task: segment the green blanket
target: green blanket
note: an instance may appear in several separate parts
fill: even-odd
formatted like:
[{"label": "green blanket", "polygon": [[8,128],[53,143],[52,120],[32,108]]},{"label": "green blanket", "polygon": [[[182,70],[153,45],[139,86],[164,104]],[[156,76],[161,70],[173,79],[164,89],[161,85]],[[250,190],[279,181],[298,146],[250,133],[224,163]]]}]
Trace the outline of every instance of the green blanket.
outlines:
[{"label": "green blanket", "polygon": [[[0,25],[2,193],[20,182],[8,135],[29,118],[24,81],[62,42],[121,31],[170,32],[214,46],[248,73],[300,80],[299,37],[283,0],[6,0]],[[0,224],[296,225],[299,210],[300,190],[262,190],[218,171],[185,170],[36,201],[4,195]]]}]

*ACTIVITY*
Please copy each line of the entries in which the word "instance" shows up.

*REPLY TO THE TASK*
note: an instance may appear in several separate parts
Trace the outline of every instance of the green blanket.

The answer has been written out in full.